RECORDS TO PROCESS below:

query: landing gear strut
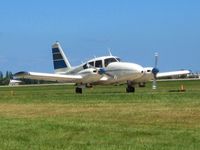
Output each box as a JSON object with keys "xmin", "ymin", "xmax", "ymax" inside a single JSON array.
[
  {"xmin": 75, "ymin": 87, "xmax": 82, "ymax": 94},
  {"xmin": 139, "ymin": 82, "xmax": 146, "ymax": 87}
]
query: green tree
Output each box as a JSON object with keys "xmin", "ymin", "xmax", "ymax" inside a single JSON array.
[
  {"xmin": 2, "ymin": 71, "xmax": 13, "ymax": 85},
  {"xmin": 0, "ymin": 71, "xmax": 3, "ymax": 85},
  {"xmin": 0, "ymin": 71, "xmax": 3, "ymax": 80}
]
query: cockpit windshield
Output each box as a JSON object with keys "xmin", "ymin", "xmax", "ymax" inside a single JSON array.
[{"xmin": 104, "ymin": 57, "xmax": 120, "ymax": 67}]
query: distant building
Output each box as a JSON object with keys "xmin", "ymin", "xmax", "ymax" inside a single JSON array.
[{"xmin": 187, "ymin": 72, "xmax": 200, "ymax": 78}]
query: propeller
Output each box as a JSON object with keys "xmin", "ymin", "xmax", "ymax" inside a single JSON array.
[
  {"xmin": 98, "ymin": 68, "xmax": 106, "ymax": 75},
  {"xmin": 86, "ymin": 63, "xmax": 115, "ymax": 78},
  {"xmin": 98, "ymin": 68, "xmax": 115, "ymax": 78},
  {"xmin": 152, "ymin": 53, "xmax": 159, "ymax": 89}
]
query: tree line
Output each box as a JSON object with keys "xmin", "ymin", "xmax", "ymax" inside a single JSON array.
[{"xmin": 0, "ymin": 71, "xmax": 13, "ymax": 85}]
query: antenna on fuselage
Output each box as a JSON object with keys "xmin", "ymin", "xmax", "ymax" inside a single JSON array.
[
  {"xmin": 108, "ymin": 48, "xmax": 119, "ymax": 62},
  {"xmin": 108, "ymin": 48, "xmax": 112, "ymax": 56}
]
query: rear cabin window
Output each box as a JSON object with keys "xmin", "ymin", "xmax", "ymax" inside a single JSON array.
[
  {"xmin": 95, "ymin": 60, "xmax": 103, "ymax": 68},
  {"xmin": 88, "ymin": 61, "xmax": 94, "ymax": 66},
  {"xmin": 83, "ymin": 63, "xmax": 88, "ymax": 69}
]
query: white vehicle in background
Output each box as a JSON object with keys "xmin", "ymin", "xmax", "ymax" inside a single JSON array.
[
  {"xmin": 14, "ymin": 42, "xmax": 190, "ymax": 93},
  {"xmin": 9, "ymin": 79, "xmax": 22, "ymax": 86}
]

End of RECORDS TO PROCESS.
RECORDS TO PROCESS below:

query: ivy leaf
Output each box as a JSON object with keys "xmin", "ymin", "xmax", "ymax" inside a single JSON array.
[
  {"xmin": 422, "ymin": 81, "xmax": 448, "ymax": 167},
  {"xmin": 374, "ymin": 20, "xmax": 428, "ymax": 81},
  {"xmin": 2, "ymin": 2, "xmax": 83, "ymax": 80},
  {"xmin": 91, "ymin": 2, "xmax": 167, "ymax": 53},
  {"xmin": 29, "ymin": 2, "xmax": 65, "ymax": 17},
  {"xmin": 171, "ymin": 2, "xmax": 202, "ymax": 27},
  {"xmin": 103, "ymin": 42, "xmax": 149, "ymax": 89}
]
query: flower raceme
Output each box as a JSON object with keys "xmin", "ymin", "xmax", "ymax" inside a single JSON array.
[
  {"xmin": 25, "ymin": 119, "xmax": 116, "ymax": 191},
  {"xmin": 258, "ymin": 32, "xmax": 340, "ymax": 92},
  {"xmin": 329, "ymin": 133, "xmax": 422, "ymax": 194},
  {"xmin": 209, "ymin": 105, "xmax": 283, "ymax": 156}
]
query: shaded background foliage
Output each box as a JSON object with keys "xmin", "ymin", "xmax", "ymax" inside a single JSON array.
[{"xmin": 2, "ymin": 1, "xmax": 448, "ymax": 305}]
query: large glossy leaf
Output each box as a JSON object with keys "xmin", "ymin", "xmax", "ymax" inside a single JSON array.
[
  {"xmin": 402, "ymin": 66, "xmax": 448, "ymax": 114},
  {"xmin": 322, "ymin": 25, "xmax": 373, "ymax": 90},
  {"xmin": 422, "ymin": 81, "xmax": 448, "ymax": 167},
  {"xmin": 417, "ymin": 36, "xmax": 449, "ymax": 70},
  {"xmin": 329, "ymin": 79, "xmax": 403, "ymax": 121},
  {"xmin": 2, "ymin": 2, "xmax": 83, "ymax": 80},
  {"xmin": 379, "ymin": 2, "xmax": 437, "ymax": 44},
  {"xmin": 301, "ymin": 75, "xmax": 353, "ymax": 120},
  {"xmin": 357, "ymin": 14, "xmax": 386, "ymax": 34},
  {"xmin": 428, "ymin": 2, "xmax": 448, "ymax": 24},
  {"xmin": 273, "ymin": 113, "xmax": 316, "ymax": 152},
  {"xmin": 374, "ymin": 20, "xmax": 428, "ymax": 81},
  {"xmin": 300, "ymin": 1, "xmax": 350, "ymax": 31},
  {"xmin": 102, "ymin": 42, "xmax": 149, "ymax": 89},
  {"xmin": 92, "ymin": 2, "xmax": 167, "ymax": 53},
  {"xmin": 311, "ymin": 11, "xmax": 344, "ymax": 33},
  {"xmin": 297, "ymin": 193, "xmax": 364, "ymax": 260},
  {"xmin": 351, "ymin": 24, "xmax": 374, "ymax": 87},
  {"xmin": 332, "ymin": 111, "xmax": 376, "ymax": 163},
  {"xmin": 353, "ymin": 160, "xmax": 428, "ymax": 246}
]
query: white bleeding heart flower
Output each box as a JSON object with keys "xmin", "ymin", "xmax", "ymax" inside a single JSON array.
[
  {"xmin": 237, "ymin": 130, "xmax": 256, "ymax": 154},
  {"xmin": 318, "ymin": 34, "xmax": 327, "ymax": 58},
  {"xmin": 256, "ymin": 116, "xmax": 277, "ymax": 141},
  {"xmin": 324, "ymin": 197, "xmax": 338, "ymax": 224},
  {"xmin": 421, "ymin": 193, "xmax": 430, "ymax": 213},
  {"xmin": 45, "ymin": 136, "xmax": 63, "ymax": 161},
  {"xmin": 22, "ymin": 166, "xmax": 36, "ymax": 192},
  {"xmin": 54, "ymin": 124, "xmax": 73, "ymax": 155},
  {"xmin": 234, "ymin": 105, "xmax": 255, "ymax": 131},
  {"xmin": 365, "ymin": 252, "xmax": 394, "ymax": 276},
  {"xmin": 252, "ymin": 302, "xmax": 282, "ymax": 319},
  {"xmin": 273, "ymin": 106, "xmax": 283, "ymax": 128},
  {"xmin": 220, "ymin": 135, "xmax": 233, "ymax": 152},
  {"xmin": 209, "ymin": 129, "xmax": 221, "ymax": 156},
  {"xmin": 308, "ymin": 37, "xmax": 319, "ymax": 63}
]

End of RECORDS TO PROCESS.
RECORDS TO PROCESS below:

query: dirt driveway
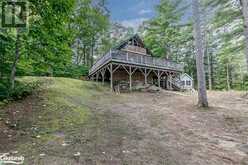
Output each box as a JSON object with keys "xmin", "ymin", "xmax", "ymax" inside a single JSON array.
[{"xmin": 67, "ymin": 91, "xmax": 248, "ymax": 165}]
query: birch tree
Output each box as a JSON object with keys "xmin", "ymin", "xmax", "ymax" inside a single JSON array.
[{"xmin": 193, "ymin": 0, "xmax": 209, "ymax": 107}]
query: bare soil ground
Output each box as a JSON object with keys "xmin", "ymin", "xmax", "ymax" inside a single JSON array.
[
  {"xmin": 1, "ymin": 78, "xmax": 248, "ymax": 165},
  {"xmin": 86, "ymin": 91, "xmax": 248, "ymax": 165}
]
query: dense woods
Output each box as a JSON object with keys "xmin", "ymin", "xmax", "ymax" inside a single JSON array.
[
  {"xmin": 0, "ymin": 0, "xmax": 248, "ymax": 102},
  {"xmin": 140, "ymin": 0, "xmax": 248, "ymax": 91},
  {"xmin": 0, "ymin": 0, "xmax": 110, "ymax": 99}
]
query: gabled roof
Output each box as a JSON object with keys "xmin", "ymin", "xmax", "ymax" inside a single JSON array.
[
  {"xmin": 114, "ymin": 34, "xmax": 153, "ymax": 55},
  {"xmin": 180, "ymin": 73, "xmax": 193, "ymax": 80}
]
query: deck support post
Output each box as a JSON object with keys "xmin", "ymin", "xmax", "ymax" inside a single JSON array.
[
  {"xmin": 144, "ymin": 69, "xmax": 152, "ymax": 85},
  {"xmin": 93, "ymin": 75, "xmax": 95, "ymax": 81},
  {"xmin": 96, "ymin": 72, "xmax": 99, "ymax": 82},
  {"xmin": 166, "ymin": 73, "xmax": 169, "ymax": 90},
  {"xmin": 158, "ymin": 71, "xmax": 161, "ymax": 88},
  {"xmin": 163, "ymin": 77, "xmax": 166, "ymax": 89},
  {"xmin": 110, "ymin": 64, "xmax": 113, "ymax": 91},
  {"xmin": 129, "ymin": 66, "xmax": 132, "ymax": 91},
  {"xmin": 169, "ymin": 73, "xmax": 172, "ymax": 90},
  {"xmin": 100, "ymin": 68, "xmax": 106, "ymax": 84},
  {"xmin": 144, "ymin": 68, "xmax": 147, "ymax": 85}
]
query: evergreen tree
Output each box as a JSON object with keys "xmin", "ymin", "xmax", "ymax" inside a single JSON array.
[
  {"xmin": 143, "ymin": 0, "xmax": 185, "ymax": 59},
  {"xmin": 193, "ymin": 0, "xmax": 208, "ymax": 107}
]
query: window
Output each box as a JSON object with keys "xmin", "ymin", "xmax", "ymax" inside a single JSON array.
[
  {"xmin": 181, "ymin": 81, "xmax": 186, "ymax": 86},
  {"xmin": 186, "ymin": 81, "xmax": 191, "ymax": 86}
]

End of RECORDS TO PROCESS.

TASK STATEMENT =>
With "leaf" as the string to find, copy every line of the records that holds it.

ANSWER SPACE =>
query: ivy leaf
query: large glossy leaf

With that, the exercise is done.